▶ GIVEN TASK: Produce an exact copy of the lines from the line containing "Confirm that each instance of the muddy" through the last line of the entries below, and only those lines.

+ + + + +

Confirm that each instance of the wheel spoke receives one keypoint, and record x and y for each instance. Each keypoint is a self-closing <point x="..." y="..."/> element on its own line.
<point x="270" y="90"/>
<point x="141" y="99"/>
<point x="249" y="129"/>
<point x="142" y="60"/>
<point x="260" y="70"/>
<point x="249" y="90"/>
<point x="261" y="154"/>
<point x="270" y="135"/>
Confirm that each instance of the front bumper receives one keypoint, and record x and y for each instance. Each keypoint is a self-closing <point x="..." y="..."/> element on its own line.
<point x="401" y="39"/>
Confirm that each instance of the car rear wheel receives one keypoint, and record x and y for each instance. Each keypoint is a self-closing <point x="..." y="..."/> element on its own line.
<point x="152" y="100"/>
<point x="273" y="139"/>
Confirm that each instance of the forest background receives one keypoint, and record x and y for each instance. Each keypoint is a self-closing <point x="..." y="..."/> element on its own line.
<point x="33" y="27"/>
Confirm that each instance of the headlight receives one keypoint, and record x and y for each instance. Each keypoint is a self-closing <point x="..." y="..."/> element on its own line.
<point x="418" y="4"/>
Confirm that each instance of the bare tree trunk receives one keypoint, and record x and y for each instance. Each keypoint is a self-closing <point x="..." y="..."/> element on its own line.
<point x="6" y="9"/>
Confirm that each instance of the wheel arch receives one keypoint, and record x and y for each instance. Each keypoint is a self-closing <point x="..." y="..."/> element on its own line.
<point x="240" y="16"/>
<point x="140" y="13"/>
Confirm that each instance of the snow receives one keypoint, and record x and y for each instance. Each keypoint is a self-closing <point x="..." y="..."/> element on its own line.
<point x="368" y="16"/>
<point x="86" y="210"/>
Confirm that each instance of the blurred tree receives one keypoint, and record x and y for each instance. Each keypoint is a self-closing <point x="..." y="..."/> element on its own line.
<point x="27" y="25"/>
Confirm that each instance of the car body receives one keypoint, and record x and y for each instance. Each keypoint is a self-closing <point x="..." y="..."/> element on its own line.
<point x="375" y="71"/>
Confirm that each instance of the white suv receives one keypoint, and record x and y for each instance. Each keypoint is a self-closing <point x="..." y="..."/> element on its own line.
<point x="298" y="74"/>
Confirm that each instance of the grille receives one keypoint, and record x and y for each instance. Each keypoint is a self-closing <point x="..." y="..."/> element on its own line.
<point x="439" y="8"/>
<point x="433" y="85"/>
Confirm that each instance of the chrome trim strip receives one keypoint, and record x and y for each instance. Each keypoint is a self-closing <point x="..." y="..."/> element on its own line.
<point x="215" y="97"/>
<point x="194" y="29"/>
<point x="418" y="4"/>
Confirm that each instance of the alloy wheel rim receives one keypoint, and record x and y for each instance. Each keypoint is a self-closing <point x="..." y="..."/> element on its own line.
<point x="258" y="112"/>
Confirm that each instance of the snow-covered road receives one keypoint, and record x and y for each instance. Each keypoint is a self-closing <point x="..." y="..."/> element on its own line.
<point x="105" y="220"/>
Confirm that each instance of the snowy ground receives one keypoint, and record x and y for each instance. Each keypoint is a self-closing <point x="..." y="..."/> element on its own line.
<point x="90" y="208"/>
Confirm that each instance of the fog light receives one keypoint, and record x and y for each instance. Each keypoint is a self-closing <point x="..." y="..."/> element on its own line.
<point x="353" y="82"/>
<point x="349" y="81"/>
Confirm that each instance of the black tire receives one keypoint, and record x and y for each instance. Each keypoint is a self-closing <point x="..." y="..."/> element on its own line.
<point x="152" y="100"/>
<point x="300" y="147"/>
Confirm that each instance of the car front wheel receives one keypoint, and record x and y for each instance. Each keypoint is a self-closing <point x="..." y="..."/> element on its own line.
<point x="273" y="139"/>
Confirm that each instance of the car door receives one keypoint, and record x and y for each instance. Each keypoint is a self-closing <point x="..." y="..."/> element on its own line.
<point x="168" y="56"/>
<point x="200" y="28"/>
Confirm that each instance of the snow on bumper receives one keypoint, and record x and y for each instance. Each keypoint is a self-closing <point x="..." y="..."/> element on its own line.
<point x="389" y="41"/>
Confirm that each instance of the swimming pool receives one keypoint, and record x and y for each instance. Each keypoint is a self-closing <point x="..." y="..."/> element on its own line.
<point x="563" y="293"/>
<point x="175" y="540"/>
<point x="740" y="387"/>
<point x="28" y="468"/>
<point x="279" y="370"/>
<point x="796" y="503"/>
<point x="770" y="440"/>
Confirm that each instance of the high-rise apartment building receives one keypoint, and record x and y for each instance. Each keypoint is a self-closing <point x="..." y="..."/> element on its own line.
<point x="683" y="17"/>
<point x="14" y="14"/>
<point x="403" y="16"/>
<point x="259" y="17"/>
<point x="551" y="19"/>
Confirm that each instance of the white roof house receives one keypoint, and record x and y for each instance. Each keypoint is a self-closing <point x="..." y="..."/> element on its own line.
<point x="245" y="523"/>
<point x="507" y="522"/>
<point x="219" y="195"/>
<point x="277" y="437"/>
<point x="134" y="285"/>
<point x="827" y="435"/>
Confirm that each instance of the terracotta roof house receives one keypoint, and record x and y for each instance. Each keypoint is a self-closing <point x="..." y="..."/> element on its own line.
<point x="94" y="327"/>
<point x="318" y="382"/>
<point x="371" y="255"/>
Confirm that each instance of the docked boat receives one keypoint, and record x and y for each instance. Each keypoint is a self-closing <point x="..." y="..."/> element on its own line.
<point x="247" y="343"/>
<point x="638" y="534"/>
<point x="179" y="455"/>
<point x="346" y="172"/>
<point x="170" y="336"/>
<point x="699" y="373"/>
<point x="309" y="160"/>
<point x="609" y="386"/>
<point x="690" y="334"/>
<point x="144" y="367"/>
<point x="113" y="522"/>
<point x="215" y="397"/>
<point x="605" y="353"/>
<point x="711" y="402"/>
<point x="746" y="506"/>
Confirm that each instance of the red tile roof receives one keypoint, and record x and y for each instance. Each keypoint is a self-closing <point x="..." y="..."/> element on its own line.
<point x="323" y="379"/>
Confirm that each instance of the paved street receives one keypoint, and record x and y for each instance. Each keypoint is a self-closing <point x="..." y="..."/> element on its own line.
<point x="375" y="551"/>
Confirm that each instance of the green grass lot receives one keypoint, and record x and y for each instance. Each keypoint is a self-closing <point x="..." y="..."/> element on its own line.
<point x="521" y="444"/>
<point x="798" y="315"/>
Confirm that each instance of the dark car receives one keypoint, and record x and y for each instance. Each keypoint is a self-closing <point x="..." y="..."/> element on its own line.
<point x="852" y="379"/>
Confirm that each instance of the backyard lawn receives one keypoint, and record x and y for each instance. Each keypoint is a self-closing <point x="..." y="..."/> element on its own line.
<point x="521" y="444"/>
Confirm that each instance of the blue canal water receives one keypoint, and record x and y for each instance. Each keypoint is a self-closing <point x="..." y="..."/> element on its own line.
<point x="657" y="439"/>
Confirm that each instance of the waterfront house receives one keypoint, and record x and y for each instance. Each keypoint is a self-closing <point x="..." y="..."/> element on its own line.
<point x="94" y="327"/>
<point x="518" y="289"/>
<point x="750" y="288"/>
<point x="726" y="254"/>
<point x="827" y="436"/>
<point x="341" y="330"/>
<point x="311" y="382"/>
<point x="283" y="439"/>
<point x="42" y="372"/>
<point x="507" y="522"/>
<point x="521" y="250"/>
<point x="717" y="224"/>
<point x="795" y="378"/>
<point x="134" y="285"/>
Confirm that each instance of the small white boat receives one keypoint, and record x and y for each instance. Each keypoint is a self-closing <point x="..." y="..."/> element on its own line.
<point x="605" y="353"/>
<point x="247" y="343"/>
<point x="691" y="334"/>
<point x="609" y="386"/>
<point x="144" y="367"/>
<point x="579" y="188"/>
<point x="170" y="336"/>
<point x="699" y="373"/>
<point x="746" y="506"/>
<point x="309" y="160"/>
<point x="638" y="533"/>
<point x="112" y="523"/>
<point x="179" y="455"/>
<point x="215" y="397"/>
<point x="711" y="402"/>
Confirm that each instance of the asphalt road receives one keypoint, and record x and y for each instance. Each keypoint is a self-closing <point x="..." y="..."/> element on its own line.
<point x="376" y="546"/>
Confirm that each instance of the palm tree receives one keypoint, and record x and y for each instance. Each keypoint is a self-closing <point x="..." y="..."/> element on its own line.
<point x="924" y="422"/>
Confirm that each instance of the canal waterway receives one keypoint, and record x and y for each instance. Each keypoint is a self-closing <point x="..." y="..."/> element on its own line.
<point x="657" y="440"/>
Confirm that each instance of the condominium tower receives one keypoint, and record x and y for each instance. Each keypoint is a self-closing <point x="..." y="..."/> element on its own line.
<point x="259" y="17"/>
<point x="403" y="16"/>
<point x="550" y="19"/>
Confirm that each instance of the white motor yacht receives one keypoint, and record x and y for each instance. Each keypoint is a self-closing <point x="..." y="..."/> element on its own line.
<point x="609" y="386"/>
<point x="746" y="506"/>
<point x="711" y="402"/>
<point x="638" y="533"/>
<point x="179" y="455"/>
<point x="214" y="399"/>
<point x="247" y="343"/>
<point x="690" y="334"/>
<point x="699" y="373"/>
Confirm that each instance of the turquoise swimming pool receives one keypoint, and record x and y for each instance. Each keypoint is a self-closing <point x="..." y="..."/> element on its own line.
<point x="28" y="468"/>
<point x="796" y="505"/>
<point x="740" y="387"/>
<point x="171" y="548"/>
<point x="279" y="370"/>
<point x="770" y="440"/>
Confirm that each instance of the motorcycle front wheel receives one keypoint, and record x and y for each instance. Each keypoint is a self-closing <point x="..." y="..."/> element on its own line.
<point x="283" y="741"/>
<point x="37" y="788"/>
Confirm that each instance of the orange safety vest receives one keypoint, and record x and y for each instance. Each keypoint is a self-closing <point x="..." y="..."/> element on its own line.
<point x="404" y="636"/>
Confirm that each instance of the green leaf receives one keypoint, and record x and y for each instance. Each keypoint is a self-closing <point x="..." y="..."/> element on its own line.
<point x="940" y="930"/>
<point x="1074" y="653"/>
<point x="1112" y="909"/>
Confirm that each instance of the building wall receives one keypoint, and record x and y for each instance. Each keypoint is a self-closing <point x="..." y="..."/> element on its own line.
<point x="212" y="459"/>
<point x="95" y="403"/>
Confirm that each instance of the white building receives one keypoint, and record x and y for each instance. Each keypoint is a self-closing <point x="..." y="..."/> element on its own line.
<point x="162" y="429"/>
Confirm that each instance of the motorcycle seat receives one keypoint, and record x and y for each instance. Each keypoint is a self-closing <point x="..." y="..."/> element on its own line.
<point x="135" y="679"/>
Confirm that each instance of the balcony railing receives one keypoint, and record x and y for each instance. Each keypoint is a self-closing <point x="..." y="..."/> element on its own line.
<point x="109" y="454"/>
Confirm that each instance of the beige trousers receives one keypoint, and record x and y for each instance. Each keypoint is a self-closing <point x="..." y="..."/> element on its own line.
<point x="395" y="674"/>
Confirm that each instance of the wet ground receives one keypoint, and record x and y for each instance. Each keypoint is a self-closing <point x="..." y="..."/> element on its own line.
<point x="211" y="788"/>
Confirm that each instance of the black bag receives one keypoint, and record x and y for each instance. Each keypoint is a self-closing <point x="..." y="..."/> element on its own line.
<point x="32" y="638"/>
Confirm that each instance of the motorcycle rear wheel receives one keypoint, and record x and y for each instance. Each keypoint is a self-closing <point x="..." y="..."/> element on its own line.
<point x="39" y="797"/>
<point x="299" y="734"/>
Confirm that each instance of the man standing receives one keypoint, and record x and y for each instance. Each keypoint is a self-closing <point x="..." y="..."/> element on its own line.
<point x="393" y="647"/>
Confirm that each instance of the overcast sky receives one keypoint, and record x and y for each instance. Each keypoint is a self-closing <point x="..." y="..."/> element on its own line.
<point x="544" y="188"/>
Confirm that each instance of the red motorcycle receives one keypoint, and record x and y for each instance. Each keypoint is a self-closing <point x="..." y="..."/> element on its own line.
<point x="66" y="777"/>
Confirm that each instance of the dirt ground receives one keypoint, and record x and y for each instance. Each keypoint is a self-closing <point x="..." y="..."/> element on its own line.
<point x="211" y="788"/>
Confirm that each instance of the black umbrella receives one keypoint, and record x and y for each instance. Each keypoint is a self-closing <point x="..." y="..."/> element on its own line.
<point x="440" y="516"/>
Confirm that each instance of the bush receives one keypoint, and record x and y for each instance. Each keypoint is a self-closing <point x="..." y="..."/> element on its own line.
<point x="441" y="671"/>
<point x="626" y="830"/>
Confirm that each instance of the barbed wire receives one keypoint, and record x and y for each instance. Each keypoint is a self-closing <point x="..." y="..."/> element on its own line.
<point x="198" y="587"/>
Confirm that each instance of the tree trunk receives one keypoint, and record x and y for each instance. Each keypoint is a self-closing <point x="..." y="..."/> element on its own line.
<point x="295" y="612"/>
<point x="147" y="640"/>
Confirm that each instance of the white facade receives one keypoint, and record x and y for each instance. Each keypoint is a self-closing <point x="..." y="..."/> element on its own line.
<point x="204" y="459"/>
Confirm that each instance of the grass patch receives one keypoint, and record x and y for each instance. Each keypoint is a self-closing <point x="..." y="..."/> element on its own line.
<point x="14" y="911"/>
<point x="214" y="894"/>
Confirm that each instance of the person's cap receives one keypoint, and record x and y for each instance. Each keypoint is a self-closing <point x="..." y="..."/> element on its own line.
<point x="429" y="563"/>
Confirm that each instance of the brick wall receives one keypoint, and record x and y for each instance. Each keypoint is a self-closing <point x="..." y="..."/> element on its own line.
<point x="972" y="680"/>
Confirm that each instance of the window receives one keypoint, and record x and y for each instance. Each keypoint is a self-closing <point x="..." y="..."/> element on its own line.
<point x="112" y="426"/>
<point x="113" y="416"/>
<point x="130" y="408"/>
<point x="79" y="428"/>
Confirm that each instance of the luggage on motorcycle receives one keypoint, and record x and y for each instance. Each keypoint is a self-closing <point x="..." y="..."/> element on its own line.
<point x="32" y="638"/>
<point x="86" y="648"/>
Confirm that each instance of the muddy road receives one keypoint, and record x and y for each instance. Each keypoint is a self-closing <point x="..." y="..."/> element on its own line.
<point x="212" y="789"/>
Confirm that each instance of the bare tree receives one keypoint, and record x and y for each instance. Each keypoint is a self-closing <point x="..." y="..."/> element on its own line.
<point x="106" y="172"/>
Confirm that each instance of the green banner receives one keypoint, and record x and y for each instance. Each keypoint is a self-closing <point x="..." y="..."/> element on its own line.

+ + + + +

▶ WRITTEN RESPONSE:
Confirm that each instance of the muddy road receives one keypoint, and record x and y for each instance. Each keypoint is a self-closing <point x="..." y="..."/> element on its own line.
<point x="212" y="789"/>
Confirm that each instance of the bare tree receives one keypoint, and record x and y for each instance. Each keypoint is a self-closing <point x="..." y="..."/> element on its own line.
<point x="106" y="172"/>
Confirm that each instance of the green banner receives one keypoint, and record x and y for each instance. Each keypoint is a self-closing <point x="..." y="..."/> element on its own line.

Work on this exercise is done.